#### Stated exercise
Pull out every line of the records below that contains the word "house", and copy each of those lines unchanged.

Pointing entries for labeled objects
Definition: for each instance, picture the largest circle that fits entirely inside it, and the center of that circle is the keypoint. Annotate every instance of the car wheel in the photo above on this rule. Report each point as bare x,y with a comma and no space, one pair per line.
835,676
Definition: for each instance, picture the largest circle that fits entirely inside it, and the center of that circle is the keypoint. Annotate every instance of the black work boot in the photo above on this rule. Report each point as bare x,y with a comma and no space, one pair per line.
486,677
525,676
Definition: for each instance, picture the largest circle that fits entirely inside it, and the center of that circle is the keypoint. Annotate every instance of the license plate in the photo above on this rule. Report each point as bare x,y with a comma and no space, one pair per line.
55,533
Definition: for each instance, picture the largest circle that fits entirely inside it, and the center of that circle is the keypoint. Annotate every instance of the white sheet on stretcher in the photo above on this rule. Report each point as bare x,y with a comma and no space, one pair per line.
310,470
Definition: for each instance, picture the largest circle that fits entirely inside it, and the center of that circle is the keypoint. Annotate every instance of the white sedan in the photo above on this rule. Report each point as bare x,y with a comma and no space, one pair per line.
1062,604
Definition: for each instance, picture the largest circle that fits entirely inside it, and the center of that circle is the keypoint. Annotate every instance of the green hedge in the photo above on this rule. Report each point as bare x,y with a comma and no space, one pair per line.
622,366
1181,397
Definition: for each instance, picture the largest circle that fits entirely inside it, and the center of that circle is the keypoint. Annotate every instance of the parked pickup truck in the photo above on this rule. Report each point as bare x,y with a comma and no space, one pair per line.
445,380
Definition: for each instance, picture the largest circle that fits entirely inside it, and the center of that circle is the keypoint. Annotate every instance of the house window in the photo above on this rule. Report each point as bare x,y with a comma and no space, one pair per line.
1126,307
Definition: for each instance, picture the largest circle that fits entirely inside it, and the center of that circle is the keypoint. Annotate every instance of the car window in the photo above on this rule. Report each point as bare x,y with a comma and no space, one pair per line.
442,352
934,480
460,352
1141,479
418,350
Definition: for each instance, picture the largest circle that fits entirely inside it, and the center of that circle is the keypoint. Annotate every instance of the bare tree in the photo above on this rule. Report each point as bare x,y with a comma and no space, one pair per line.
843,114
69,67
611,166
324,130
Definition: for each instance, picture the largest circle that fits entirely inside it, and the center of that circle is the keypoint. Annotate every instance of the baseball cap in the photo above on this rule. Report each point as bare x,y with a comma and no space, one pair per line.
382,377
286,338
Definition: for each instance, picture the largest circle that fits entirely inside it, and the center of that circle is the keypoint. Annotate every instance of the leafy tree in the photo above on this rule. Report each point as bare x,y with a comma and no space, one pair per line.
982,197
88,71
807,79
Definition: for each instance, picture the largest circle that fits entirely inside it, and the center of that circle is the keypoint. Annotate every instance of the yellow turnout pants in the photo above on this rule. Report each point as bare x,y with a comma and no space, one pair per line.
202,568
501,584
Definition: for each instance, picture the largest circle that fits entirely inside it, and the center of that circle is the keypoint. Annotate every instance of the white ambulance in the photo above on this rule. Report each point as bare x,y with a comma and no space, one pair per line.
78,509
* * *
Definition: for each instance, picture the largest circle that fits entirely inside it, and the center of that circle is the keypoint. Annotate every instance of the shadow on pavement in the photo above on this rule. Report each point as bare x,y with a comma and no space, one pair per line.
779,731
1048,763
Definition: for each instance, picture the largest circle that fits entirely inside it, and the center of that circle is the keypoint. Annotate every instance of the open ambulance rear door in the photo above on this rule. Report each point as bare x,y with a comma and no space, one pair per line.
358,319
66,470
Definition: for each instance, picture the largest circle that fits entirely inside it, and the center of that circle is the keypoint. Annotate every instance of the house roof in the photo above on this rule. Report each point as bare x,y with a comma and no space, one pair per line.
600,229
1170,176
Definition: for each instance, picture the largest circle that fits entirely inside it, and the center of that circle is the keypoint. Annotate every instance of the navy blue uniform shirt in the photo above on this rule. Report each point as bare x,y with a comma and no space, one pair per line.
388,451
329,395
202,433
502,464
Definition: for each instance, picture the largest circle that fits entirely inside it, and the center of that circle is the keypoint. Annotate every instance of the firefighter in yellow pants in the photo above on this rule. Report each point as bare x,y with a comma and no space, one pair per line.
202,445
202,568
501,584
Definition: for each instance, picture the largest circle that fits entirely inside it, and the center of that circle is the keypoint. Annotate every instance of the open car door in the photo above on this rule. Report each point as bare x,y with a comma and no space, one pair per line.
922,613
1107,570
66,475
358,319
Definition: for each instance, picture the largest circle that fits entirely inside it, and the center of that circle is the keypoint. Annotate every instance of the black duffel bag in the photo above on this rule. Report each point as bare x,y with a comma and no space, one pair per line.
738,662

#### Task answer
Definition: for each instance, picture the largest circle that fits entirely inside it, and the center of that circle is the keypoint. Annotate every instance of the house window in the photo above on this rule. Report each point as bare x,y with a comma and no space, one pair per line.
Definition: for each instance, picture the largest circle that fits entirely inside it, and the center of that circle is the keypoint. Annotate every instance of the house roof in the photo above on this rule. Report each point as bare x,y with a comma and no space, one pair per line.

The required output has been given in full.